• _Work task_: Output every line of the material exactly.

===============

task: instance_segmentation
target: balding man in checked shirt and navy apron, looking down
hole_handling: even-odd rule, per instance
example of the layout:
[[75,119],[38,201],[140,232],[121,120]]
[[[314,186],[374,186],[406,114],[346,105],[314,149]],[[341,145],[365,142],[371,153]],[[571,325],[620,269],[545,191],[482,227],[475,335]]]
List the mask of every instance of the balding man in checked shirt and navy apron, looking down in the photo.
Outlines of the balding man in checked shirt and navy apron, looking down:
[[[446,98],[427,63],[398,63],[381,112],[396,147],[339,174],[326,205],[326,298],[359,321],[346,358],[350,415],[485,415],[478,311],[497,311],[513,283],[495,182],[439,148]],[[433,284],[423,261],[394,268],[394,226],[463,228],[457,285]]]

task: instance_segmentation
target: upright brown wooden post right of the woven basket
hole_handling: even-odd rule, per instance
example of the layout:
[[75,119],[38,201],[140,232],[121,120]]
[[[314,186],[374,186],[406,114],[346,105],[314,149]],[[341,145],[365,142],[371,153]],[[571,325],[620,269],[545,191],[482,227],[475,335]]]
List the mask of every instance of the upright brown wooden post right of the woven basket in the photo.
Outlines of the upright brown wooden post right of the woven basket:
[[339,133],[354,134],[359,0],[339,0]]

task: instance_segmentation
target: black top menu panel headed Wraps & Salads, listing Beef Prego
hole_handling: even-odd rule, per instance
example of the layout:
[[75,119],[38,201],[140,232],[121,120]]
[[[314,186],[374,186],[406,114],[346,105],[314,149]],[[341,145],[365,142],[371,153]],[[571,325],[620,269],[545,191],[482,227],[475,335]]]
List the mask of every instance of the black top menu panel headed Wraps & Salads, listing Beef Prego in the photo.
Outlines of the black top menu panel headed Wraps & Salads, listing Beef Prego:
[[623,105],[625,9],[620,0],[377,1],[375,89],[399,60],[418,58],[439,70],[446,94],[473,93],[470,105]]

===============

• _Exercise solution_:
task: instance_segmentation
target: balding man in checked shirt and navy apron, looking down
hole_handling: even-odd rule, per instance
example of the layout:
[[75,119],[38,201],[140,232],[121,120]]
[[[314,186],[374,186],[406,114],[346,105],[314,149]],[[341,145],[365,142],[371,153]],[[571,325],[620,269],[545,191],[482,227],[475,335]]]
List the mask of every instance of the balding man in checked shirt and navy apron, looking down in the photo.
Outlines of the balding man in checked shirt and navy apron, looking down:
[[[446,98],[427,63],[398,63],[381,112],[396,147],[339,174],[326,205],[326,298],[359,321],[346,358],[350,415],[485,415],[478,311],[497,311],[513,283],[495,182],[439,148]],[[433,284],[423,261],[394,268],[394,226],[463,228],[457,285]]]

task: instance_segmentation
target: upright brown wooden post right of the woven basket
hole_handling: even-odd rule, per instance
example of the layout:
[[75,119],[38,201],[140,232],[121,120]]
[[[314,186],[374,186],[406,114],[346,105],[314,149]],[[341,145],[365,142],[371,153]],[[571,325],[620,269],[545,191],[482,227],[475,335]]]
List the mask of every instance of the upright brown wooden post right of the woven basket in the photo.
Outlines of the upright brown wooden post right of the woven basket:
[[339,133],[354,134],[359,0],[339,0]]

task: instance_segmentation
target: black top menu panel headed Wraps & Salads, listing Beef Prego
hole_handling: even-odd rule, per instance
example of the layout:
[[75,119],[38,201],[140,232],[121,120]]
[[[314,186],[374,186],[406,114],[346,105],[314,149]],[[341,145],[365,142],[371,153]],[[571,325],[620,269],[545,191],[482,227],[475,335]]]
List the mask of every instance of the black top menu panel headed Wraps & Salads, listing Beef Prego in the photo.
Outlines of the black top menu panel headed Wraps & Salads, listing Beef Prego:
[[623,105],[625,9],[620,0],[377,1],[375,89],[399,60],[418,58],[439,70],[446,94],[473,93],[470,105]]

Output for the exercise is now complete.